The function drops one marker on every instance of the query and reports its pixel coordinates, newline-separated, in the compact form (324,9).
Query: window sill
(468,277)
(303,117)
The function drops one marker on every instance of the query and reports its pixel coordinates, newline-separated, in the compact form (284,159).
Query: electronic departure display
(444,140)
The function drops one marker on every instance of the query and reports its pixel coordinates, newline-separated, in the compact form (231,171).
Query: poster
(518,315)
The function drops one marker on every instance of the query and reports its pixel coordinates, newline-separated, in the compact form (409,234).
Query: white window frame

TASK GOAL: Reproduce the records word for word.

ANSWER:
The function drops one marker on every instance of the query and reports its pixel coordinates, newline-separated, in the compact form (324,9).
Query: window sill
(468,277)
(303,117)
The function drops one marker on every instance of the query and reports its pixel coordinates, newline-separated, in the compact form (284,159).
Query: electronic departure display
(444,140)
The function drops one marker on every instance of the query and reports its pixel coordinates, newline-separated, in the compact form (231,171).
Query: poster
(518,315)
The function drops one marker on every instance of the query and reports its pixel coordinates, newline-separated, in the compact form (409,234).
Query: white window frame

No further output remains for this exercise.